**Task goal**.
Locate each line in the items below that contains the word "flower" and copy those lines.
----
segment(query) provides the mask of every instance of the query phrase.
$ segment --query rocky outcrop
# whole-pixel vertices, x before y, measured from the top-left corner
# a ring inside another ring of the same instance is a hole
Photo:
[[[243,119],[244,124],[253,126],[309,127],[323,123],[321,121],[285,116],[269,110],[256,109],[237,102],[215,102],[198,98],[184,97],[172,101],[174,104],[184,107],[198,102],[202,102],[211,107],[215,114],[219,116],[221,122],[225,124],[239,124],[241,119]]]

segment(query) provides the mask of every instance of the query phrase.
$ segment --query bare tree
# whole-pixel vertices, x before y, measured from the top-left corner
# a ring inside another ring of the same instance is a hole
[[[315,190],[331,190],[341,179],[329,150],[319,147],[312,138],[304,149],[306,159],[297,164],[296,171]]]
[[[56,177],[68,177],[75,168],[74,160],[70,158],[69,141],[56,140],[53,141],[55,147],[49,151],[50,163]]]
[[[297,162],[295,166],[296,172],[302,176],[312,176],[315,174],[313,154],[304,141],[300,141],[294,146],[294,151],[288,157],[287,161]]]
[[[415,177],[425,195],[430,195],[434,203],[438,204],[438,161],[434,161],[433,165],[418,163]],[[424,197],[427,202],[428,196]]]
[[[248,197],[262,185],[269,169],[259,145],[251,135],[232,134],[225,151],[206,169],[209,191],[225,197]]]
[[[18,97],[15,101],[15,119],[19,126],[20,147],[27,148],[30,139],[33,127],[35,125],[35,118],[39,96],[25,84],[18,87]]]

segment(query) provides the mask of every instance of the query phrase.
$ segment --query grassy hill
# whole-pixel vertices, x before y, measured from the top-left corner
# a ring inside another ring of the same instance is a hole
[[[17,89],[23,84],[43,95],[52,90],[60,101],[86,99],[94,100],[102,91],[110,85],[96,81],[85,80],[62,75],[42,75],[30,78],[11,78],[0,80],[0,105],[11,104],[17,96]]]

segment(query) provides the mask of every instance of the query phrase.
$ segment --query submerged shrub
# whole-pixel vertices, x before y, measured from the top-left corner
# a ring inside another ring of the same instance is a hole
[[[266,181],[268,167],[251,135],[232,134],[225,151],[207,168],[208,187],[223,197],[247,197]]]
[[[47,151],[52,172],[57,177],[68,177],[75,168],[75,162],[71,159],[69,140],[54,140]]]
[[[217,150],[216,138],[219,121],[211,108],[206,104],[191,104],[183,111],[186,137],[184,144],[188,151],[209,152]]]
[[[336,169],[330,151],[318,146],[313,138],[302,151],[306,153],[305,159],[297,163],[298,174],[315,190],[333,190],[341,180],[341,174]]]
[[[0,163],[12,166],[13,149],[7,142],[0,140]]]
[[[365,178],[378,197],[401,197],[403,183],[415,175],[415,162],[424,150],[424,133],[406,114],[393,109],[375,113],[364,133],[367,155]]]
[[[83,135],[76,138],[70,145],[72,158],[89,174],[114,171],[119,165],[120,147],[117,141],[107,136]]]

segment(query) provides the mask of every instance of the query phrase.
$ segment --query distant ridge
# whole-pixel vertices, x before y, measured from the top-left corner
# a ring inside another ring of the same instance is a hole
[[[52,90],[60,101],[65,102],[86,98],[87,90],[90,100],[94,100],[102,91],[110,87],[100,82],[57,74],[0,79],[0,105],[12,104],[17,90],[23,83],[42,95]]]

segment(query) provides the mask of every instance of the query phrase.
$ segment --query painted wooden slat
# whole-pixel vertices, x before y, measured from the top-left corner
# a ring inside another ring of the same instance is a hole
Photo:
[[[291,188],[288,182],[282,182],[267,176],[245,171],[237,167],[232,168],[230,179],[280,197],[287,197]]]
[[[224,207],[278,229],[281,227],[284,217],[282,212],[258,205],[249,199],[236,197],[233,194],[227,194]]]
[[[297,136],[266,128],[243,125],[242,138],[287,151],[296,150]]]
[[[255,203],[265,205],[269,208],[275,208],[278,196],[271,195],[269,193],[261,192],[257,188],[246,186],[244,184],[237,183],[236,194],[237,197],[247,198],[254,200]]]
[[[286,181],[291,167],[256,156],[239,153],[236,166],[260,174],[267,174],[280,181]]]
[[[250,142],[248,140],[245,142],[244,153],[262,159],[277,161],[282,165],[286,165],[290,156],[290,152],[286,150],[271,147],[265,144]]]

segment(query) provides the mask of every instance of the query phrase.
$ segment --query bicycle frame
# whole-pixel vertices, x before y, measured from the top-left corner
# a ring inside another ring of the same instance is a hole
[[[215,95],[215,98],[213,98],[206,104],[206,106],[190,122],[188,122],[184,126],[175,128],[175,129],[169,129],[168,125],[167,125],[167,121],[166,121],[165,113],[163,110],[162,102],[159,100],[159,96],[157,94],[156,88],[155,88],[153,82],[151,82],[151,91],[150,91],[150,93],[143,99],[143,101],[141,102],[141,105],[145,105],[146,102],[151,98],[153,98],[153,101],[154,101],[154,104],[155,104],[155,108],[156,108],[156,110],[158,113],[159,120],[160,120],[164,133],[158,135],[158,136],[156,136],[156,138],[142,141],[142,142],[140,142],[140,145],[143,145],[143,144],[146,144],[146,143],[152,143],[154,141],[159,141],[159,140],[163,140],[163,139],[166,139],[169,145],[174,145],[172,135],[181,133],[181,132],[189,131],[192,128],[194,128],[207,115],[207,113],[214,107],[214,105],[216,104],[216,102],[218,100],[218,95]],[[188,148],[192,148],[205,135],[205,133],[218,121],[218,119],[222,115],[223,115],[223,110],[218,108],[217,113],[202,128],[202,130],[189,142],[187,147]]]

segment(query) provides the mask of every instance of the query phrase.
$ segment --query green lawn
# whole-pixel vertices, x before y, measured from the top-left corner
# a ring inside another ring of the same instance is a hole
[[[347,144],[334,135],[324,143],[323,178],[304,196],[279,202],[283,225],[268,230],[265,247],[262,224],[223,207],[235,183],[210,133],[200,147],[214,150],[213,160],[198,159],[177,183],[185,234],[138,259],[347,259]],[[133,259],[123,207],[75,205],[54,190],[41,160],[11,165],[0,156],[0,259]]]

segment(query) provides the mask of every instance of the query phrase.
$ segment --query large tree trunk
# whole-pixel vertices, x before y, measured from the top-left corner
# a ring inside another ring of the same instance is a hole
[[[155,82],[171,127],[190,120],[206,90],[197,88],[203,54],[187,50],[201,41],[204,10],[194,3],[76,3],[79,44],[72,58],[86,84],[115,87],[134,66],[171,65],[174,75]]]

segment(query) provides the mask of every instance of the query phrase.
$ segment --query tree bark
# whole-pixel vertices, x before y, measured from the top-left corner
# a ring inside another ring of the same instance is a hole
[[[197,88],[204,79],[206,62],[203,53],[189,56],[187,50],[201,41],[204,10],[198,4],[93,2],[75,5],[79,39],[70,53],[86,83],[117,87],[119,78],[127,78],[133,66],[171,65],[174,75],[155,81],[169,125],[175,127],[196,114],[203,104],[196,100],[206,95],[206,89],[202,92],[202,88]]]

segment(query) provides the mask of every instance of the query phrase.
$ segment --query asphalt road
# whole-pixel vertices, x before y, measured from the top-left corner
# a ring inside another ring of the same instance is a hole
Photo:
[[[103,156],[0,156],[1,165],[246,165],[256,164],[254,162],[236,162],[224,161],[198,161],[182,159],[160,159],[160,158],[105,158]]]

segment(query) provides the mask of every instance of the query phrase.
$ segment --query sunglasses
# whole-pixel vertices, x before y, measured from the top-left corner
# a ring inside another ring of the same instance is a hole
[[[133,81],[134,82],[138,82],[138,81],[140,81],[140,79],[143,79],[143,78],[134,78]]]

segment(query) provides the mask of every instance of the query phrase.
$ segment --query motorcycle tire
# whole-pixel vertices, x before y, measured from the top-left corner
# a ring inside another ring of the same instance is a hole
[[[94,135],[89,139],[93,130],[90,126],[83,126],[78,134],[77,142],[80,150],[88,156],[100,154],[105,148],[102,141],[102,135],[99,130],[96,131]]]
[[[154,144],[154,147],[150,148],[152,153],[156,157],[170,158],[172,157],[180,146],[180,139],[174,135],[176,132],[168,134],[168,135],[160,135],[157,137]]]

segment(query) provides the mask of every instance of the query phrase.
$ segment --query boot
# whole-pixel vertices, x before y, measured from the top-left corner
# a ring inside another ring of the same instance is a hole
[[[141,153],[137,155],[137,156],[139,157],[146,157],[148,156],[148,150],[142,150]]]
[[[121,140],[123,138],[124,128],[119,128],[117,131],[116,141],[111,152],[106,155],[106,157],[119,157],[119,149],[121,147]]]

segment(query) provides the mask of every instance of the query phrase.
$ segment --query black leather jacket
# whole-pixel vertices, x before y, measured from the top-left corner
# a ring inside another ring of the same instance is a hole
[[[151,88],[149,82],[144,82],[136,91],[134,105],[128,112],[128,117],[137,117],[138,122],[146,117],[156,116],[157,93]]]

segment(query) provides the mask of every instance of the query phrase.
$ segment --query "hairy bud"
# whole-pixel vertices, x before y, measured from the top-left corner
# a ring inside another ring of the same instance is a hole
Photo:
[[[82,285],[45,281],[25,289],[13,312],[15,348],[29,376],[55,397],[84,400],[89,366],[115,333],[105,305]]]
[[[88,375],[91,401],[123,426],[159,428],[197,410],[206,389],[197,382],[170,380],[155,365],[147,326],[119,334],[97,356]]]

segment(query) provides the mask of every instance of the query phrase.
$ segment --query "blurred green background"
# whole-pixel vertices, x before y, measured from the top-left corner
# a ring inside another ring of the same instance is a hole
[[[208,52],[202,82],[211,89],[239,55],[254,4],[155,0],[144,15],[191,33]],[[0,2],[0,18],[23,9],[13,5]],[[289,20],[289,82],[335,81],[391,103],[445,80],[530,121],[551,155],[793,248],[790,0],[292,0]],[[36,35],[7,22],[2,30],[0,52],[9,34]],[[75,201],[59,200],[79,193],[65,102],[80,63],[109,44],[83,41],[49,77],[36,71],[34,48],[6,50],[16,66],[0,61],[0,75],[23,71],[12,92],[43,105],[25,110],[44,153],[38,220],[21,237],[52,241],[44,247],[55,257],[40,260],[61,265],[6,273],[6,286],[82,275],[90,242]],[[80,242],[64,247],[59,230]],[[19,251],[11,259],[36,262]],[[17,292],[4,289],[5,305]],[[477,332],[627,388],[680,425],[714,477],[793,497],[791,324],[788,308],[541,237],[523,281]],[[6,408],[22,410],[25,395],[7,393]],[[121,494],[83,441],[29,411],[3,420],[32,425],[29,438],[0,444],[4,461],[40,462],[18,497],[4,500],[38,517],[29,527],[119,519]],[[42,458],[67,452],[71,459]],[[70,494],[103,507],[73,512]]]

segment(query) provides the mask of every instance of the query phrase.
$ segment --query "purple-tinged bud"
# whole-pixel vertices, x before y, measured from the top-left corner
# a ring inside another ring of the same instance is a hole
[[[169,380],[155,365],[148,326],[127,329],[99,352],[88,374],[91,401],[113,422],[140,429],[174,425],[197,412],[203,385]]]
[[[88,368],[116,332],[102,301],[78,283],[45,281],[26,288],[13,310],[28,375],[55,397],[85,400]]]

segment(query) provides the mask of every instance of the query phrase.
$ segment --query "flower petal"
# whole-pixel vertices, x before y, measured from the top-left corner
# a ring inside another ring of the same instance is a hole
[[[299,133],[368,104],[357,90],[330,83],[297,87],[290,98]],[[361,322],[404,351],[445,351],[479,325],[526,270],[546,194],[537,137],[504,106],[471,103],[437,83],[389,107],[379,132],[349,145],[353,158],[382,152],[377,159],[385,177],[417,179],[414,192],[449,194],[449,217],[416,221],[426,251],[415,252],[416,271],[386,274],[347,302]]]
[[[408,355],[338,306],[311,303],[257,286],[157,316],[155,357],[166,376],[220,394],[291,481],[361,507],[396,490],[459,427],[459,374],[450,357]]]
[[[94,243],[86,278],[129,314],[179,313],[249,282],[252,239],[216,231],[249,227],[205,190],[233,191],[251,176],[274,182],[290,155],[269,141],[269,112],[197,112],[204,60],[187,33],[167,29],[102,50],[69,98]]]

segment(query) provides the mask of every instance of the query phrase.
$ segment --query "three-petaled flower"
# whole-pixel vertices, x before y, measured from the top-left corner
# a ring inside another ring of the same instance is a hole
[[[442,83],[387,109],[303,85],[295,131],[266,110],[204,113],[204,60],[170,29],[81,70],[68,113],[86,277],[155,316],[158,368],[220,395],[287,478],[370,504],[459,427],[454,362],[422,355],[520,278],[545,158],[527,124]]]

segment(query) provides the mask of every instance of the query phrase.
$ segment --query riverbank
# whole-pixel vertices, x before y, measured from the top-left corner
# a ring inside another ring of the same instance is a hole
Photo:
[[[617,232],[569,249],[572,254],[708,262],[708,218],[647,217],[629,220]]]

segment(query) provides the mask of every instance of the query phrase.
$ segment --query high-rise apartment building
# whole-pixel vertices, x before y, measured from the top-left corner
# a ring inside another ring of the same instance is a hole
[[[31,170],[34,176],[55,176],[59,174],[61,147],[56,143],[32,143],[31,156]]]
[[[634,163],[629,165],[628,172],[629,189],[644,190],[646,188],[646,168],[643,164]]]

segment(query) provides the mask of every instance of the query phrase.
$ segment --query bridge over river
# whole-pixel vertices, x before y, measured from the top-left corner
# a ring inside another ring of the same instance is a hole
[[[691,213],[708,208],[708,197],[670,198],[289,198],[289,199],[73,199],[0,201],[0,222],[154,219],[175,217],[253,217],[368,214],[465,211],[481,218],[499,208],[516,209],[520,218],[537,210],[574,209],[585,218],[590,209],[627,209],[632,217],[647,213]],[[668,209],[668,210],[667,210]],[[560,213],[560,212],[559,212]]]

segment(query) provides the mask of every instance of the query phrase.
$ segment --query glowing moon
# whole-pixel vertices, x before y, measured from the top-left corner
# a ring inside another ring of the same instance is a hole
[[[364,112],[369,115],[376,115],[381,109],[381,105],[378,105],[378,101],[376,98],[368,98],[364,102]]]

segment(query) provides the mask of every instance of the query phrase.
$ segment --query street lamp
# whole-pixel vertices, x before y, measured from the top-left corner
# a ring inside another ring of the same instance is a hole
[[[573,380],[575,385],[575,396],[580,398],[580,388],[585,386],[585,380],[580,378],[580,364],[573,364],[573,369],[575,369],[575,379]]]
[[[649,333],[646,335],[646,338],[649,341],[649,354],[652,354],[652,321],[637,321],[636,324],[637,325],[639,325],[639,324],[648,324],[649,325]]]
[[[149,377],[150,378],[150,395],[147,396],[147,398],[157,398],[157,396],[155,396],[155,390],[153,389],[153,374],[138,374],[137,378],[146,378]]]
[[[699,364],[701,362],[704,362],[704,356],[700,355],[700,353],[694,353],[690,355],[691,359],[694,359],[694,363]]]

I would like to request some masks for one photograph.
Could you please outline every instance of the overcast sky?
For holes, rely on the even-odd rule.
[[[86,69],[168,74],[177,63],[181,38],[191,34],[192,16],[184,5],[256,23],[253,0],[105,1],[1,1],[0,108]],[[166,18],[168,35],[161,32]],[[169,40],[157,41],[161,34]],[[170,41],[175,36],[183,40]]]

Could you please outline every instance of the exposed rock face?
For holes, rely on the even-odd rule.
----
**The solution**.
$ segment --query "flower petal"
$ segment --query "three-petaled flower"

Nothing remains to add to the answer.